** Start Selected text **
Archinect
anchor

Have worked in CD phase, nothing to add to portfolio.

grrd

Hi everone, 

Since I graduated from Architecture school (almost three years ago), I've worked in relatively large firms where most -if not all- of the work I've done has been in the CD phase of any given project. Initially, I thought this would give me the experience I would need later on in my career as an architect, but now I realized that I have nothing but construction documents to add to my portfolio. 

My next steps are applying for a design-centered postgraduate program, or looking for a new opportunity as a designer. Both of these require a strong portfolio, so I'd like to know if anyone has had a similar experience.

Thanks for your comments. 

 
Mar 8, 18 2:12 pm
Sir Apple Chrissy

do competitions

Mar 8, 18 3:04 pm
grrd

Sounds like a good starting point

.

accesskb

yeah, do competitions.  I'm sure you have plenty of projects from your undergrad to include also.  There are so many ways to remedy this. 

I think admission officers are interested in your own project than those you worked on in a firm.  We all know as young practitioners, you are barely responsible for firm projects aside from taking instructions and drafting etc, in most cases.  Too many include fancy rendering done by an arch viz firm and which they had no part in aside from plans they worked on etc.
** End Selected text **
** Start Record list **
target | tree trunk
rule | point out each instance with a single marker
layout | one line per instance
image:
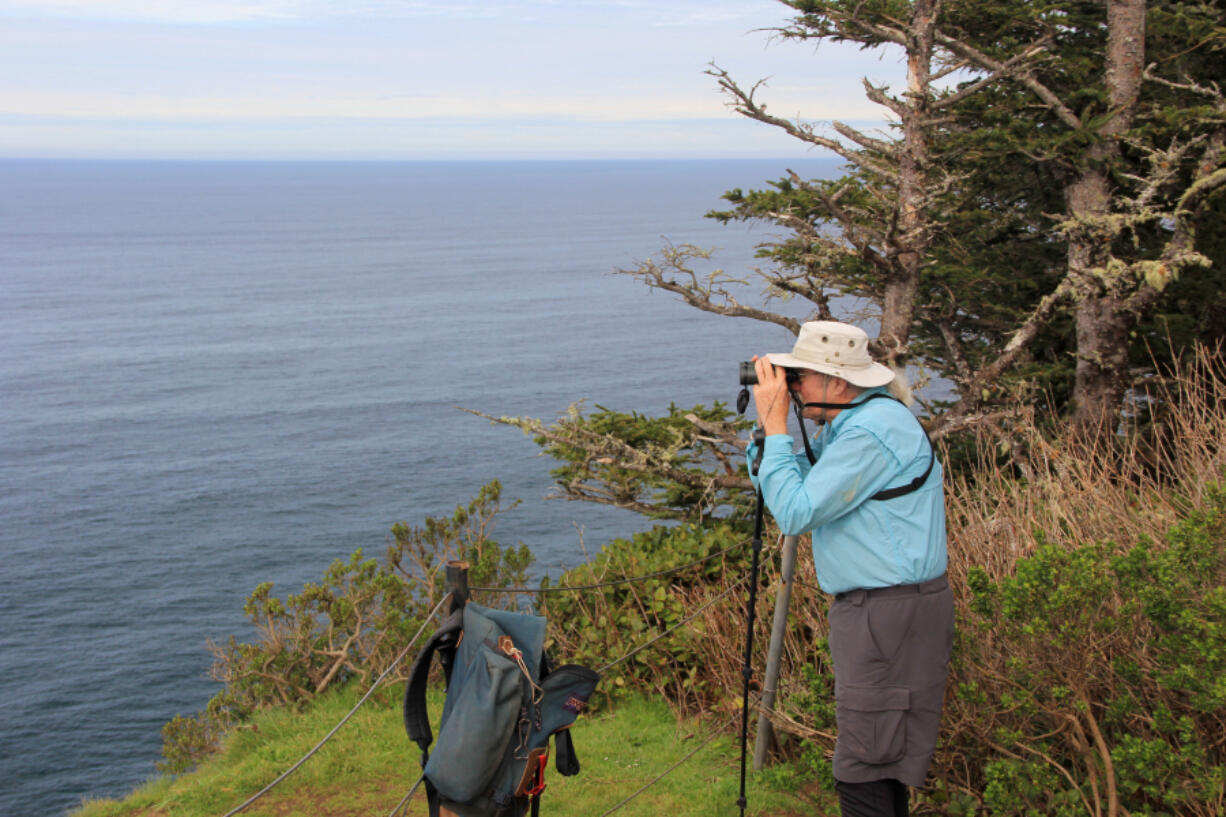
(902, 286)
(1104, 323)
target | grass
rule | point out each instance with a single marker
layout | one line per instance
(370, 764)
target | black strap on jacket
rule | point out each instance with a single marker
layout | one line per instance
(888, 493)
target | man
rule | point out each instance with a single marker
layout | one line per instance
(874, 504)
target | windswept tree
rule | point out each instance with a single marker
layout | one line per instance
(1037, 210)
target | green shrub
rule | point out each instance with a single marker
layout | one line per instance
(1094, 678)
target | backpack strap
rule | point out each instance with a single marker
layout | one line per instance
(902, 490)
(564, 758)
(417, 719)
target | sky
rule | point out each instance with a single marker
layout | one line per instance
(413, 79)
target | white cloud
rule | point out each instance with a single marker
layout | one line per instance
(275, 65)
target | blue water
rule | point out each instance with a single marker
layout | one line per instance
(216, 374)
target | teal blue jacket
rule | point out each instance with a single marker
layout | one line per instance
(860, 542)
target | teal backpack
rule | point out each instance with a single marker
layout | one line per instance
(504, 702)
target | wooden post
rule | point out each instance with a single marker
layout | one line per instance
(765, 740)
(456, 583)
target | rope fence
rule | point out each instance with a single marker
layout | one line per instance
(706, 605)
** End Record list **
** Start Record list **
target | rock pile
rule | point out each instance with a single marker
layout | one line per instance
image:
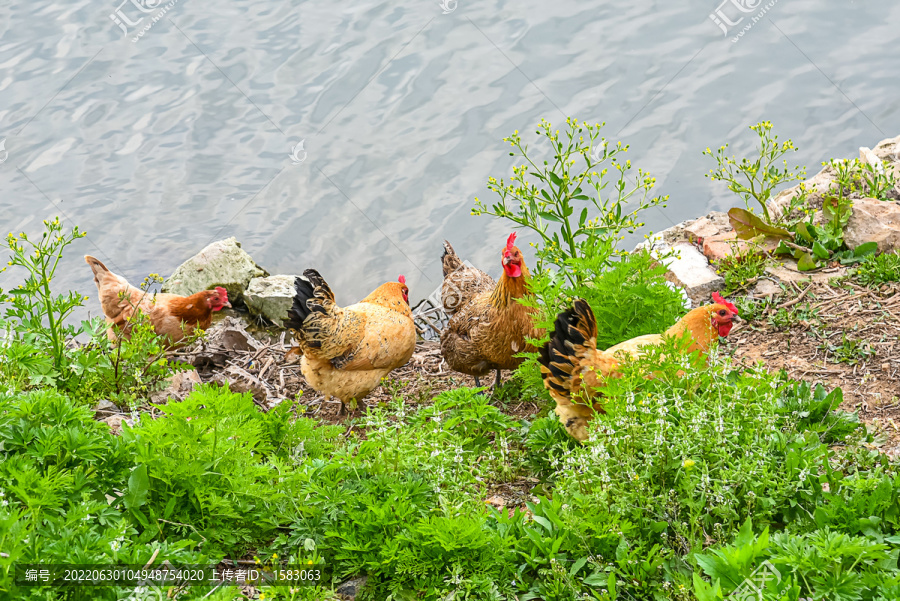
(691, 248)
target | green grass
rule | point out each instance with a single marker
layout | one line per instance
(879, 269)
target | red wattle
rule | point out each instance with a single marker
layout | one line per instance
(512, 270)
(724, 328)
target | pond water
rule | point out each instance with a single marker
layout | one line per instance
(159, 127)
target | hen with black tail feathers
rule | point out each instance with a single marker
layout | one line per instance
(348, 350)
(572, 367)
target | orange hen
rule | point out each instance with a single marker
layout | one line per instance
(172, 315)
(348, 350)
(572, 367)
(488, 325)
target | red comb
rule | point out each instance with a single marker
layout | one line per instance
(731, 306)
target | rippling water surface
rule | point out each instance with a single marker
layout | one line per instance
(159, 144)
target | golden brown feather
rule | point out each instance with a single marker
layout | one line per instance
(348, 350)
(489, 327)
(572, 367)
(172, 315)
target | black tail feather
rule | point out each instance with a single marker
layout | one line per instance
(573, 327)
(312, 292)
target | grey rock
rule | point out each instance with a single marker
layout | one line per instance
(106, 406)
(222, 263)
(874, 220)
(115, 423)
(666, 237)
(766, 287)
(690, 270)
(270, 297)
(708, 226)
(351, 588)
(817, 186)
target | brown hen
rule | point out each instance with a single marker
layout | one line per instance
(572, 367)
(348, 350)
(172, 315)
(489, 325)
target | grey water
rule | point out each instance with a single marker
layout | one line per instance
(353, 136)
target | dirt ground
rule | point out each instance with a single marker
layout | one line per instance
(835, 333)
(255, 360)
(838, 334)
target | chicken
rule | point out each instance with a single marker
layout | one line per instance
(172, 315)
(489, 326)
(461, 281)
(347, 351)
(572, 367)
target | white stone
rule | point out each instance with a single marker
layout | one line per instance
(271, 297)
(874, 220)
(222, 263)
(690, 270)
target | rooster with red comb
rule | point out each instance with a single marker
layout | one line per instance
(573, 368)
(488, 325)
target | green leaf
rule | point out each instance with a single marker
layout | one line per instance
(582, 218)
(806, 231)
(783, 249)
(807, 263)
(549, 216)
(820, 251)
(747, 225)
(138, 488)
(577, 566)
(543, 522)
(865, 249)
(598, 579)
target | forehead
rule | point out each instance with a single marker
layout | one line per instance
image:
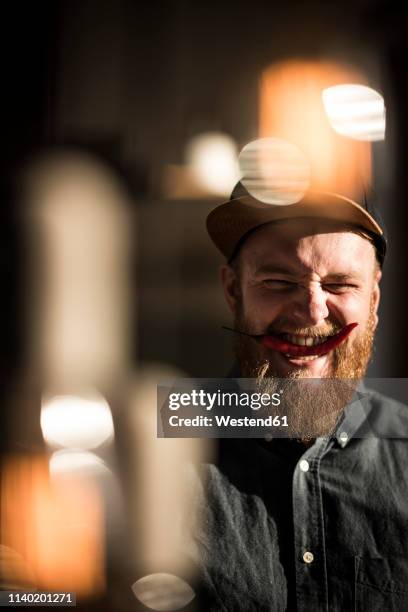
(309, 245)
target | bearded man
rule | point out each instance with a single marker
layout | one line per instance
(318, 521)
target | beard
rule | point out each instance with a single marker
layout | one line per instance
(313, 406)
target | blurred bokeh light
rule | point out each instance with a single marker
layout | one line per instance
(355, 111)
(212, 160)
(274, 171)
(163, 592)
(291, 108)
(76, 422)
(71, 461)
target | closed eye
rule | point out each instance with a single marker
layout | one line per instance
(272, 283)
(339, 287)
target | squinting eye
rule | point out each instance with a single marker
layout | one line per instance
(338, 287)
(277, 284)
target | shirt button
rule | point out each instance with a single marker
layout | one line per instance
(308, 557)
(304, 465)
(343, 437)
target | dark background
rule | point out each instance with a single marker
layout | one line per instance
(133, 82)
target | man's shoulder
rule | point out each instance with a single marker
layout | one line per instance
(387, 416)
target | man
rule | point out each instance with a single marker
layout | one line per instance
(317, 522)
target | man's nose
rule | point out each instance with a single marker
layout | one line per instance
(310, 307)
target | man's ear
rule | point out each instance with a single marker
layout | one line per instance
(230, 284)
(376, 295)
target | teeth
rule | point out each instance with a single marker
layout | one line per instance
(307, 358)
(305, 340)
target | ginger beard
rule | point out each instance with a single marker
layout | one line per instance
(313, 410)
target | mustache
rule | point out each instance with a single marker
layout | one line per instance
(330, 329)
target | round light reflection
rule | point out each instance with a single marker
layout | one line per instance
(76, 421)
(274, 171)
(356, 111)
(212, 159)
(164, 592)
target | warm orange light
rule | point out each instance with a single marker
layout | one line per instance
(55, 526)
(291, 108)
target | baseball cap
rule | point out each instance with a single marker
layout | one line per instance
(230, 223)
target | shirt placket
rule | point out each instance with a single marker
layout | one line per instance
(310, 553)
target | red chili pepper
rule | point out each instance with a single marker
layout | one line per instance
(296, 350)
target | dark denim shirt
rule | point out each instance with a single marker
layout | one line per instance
** End Record list **
** Start Record list **
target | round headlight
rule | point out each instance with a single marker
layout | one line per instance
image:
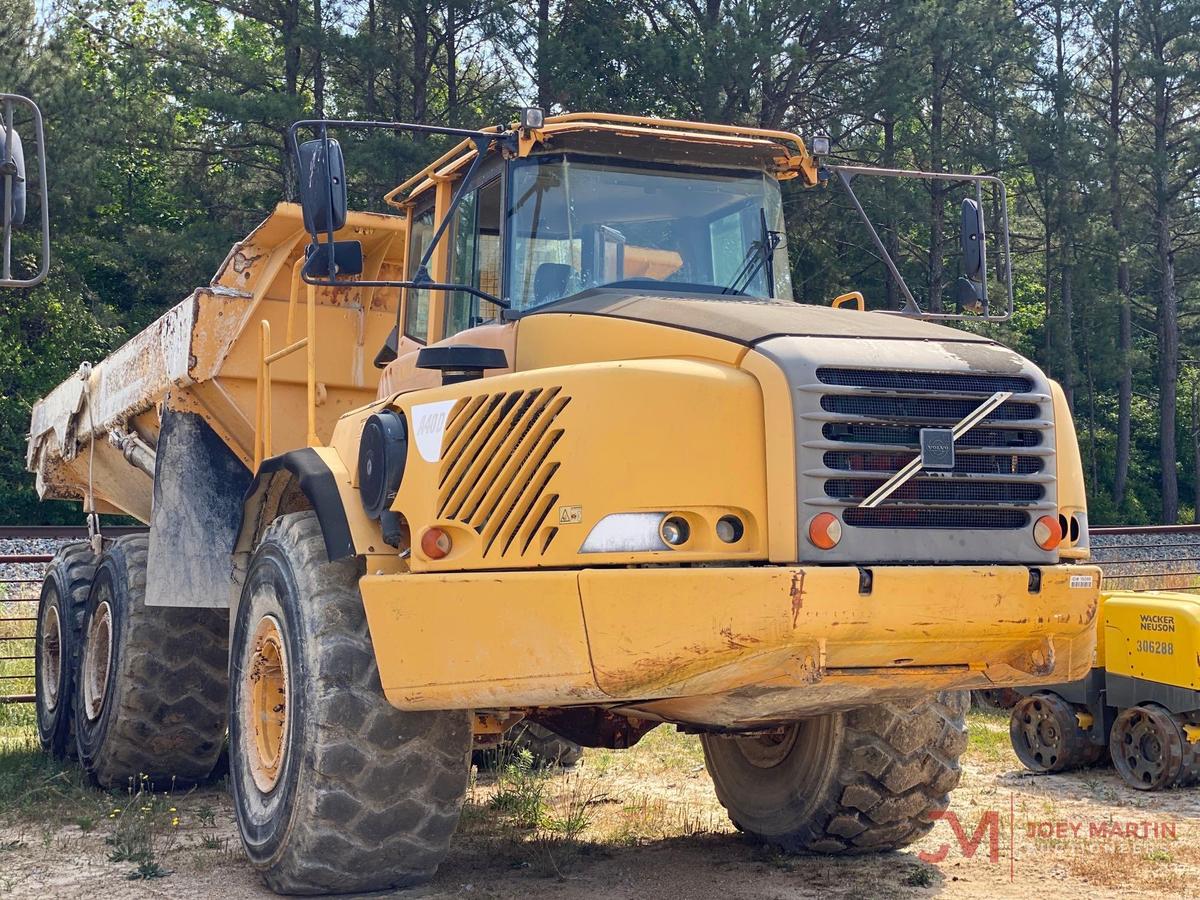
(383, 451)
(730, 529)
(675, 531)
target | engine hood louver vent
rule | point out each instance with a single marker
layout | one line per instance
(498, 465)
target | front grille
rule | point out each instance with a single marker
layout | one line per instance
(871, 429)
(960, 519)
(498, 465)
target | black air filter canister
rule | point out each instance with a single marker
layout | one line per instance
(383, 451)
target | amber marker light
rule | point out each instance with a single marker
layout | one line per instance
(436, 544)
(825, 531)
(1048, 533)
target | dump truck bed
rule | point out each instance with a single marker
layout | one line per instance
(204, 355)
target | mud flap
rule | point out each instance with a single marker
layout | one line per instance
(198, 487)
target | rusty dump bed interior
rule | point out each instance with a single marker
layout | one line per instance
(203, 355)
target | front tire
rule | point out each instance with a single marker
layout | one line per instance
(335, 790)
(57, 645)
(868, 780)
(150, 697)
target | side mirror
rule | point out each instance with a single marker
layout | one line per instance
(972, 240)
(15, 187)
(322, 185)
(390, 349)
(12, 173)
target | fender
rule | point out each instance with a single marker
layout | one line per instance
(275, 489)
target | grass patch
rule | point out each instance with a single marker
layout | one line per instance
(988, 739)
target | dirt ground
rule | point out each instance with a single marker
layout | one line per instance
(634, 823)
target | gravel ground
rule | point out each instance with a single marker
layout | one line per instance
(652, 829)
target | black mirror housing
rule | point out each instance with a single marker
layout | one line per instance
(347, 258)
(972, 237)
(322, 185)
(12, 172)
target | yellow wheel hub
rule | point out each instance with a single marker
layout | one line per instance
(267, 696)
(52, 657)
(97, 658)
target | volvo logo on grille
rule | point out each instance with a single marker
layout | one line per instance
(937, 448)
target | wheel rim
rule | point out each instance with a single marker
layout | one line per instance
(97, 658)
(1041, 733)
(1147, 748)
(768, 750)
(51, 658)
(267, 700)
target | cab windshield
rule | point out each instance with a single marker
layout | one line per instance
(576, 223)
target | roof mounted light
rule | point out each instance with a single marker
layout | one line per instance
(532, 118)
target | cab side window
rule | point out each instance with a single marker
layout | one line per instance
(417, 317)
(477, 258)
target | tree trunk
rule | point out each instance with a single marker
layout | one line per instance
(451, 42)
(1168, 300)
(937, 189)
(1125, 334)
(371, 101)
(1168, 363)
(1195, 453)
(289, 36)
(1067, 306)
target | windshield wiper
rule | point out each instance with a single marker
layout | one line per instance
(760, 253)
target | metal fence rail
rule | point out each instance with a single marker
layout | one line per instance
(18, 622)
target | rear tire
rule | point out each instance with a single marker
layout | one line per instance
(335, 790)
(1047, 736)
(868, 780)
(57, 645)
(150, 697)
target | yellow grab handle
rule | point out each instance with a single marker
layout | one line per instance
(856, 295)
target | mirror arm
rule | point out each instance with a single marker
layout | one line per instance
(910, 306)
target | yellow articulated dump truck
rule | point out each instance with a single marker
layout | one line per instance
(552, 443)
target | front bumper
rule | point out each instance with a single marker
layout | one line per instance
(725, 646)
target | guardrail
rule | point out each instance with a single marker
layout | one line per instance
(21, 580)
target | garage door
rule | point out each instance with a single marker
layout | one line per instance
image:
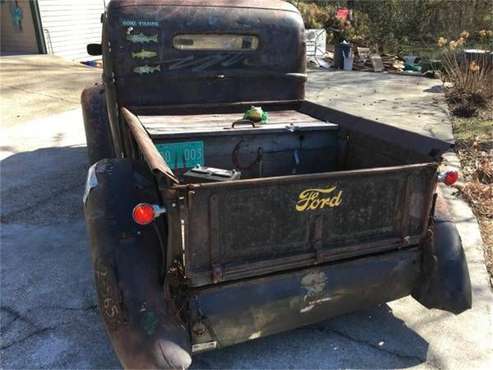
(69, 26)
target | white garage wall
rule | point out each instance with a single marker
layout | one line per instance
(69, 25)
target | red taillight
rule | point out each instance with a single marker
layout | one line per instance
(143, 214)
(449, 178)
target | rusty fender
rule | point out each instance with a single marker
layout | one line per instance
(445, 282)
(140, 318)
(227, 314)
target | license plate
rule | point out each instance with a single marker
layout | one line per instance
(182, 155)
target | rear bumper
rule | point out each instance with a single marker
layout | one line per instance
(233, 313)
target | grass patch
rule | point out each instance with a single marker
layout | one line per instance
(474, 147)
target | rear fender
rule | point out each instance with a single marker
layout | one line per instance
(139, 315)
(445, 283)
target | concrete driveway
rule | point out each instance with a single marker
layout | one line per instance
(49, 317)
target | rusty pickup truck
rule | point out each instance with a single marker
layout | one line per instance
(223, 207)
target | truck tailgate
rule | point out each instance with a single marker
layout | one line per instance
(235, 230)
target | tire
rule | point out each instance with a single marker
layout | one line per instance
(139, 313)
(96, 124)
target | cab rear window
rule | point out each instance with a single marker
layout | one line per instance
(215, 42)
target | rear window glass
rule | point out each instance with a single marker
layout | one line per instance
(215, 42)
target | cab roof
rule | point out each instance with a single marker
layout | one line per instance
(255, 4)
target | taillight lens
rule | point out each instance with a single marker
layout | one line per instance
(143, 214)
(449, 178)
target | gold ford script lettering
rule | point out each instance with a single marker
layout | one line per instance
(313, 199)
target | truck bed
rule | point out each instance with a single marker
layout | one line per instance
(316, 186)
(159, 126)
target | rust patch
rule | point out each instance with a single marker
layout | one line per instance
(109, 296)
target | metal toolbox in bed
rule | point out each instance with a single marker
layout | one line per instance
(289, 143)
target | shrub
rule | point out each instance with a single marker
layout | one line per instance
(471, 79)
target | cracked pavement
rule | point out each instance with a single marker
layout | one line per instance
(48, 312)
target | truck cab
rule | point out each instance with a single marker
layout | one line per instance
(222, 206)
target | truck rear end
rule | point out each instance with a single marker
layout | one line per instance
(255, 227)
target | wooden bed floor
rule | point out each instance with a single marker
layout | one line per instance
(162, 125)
** End Record list **
Brief 1: Reproduce the part of the Archinect thread starting at "Sounds like a" and ending at "to remedy this.".
Brief 2: Sum up the Archinect thread in two sentences.
Brief 3: Extend the Archinect thread from its last sentence.
These records were taken from a separate source.

Task response 1:
Sounds like a good starting point

.

accesskb

yeah, do competitions.  I'm sure you have plenty of projects from your undergrad to include also.  There are so many ways to remedy this.

Task response 2: A graduate who has spent almost three years at relatively large firms, working mostly in the CD phase, has only construction documents for a portfolio but needs a strong one to apply to a design-centered postgraduate program or find work as a designer. Replies suggest doing competitions and including undergraduate projects, and one notes that admission officers care more about an applicant's own projects than about firm work.

Task response 3:
Mar 8, 18 4:37 pm
grrd

But do those fancy renderings work? Is it ethical to include them?

accesskb

No where as much as your own projects ... Those who include them do write or explain exactly what they worked on. More often than not they had little to no part in those renderings as its outsourced. Personally I think projects done at firms are usually brushed aside. Admission officers are more interested in your ideas and your thought process.

grrd

It's interesting how this is probably true for a portfolio for grad school, but not so much for job application one.

joseffischer

I included the projects I worked on, typically a very small as-built money shot, some sort of CD working drawings showing the money shot, and the project architect's sketches (parti's if there were any)  as a 1/2 page of a 2-page (11x17 in total) spread.  The other 1/2 of the first page was my own conceptualized version of a parti, including any slight adjustments I wanted to emphasize.  On the right page I'd include redline edits of details, and a perspective sketch or two, as well as vinette photos (4 or 5 along the bottom) of materials etc.

The whole idea was a before/after   his take/my take   concept of the nuts and bolts of architecture I had to work on.  I think it helped that I worked at a firm that at least locally was considered a 'design' architect, so I had something to work with beyond yet another POST or AMLI multi-family building.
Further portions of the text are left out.